» 課題
以下のデータを全件書き直し、「thickest part」を「widest part」に置き換えよ。ほかの部分はそのままにし、画像は解答に含めないこと。
─── 抽出データ ───
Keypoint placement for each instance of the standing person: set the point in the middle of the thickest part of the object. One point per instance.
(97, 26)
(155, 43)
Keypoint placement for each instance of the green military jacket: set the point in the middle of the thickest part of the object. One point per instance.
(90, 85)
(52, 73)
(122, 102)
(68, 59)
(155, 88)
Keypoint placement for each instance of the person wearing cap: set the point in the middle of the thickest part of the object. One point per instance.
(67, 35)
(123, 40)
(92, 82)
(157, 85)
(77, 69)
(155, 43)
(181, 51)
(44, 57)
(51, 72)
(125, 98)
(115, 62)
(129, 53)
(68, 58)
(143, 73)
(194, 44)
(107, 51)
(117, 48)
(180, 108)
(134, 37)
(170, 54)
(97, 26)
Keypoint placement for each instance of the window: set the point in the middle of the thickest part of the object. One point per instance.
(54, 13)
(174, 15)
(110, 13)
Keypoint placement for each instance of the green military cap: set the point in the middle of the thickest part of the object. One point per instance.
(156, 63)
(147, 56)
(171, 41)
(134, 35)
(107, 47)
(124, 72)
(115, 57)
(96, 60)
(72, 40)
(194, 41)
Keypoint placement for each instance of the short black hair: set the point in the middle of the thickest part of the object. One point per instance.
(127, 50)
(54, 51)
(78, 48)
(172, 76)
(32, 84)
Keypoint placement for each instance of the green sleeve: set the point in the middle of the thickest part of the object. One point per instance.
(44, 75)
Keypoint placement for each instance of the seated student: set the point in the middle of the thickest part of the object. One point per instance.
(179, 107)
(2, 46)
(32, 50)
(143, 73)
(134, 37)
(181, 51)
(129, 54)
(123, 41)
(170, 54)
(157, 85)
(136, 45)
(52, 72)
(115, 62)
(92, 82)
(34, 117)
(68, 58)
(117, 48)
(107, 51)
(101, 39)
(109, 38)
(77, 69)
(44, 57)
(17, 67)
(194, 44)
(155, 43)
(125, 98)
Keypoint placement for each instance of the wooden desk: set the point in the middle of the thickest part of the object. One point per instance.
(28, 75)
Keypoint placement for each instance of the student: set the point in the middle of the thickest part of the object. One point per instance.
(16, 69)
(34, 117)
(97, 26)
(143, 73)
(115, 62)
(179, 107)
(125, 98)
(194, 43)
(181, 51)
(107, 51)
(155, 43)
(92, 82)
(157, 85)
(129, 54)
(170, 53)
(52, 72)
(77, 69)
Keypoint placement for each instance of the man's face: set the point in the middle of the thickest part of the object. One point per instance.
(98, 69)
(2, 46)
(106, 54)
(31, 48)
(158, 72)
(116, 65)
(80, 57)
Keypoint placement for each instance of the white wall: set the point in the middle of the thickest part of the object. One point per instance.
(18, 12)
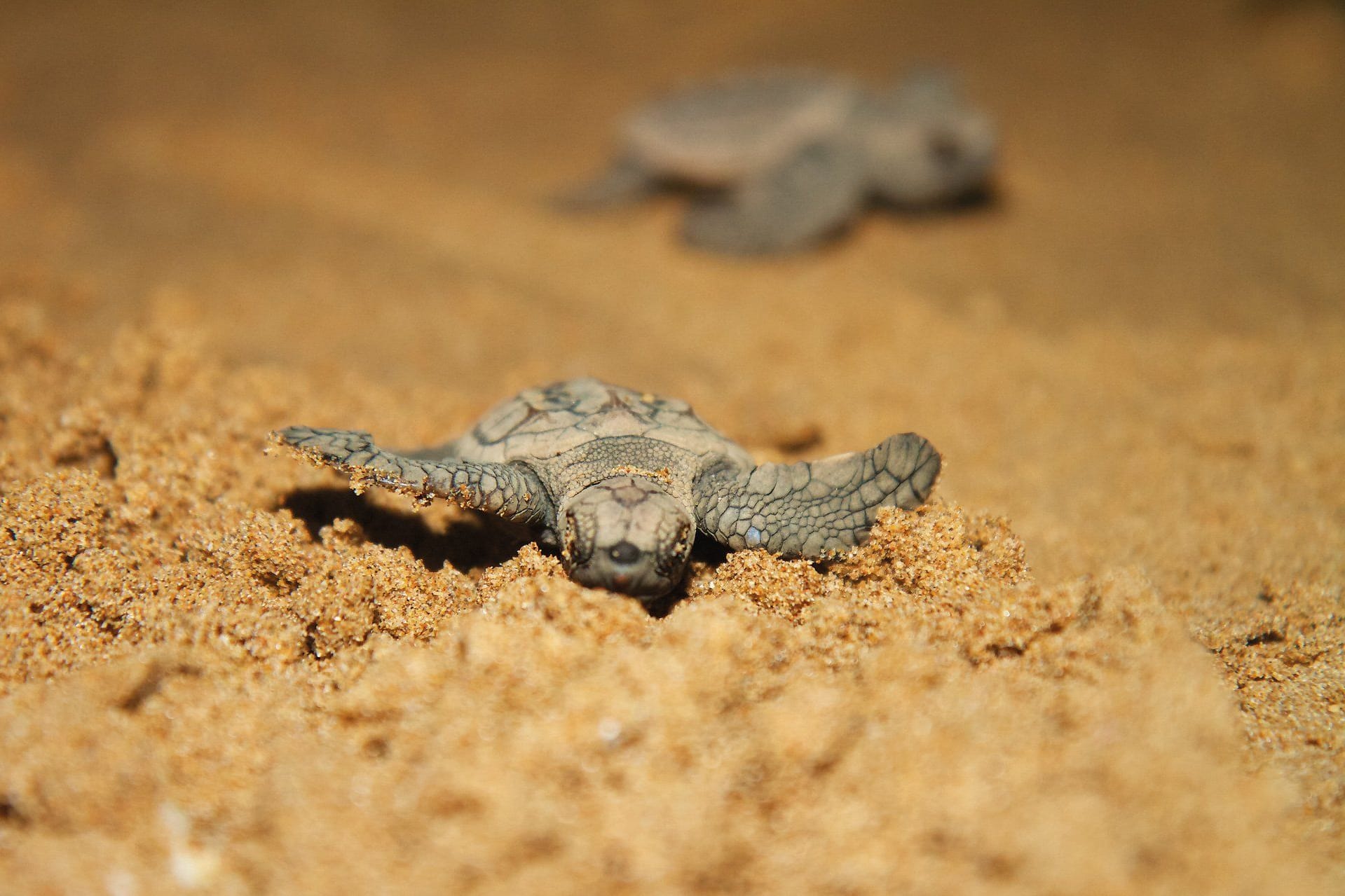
───
» 解答
Keypoint placement for each instance of the standing person: set the point in the middle of the widest part of the object. One point per instance.
(97, 26)
(155, 43)
Keypoint placement for each instance of the green military jacket: set the point in the middle of the widest part of the object. One point per instance.
(90, 85)
(52, 73)
(122, 102)
(68, 59)
(155, 88)
Keypoint placement for each instance of the person wearing cap: set the point in the middle of the widest part of the object. One point per instance.
(67, 35)
(123, 40)
(92, 82)
(157, 85)
(77, 69)
(155, 43)
(181, 51)
(44, 57)
(51, 72)
(125, 98)
(115, 62)
(129, 53)
(68, 58)
(143, 73)
(194, 44)
(107, 51)
(117, 48)
(180, 108)
(134, 37)
(170, 54)
(97, 26)
Keypoint placement for each instance of the window: set the point in the middle of the widest part of the object. One point per instance.
(54, 13)
(174, 15)
(110, 13)
Keypoint placement for each instance of the green military cap: set the point in the middle of the widest part of the object. One point per instance.
(156, 63)
(147, 56)
(171, 41)
(134, 35)
(107, 47)
(124, 72)
(115, 57)
(96, 60)
(72, 40)
(194, 41)
Keypoint placement for each instance of the short black hair: set the point in the middle of the widest part of the object. One point per instance.
(127, 50)
(54, 51)
(78, 48)
(172, 76)
(32, 84)
Keypoint placement for each instance of the green sleeve: set the point in the middle of the widest part of the object. One point per instance.
(44, 75)
Keypoint placement for each instance of the seated student: set the point in the middle of the widest part of the object. One point per instance.
(179, 107)
(2, 46)
(32, 50)
(143, 73)
(134, 37)
(181, 51)
(129, 54)
(123, 41)
(170, 54)
(157, 85)
(136, 45)
(52, 72)
(115, 62)
(92, 82)
(34, 117)
(68, 58)
(117, 48)
(107, 51)
(101, 39)
(109, 38)
(77, 69)
(44, 57)
(17, 67)
(194, 44)
(155, 43)
(125, 98)
Keypoint placement for each instance of the wooden desk: set the point in the middle of the widest part of the object. One point per instance.
(28, 75)
Keypoint placement for each instance of the student: set the point in the middle of the widest part of the object. One point per instance.
(16, 69)
(34, 117)
(97, 26)
(143, 73)
(115, 62)
(179, 107)
(125, 98)
(194, 43)
(181, 51)
(107, 51)
(155, 43)
(92, 82)
(157, 85)
(129, 54)
(170, 53)
(52, 72)
(77, 69)
Keypoint placement for each instance of the man's face: set the point in the middle of the widest part of the object. One point per instance.
(98, 69)
(2, 46)
(106, 54)
(31, 48)
(158, 72)
(116, 65)
(80, 57)
Keypoint placement for each instance of the white wall: set the point in the middle of the widest part of the object. One point per instance.
(18, 12)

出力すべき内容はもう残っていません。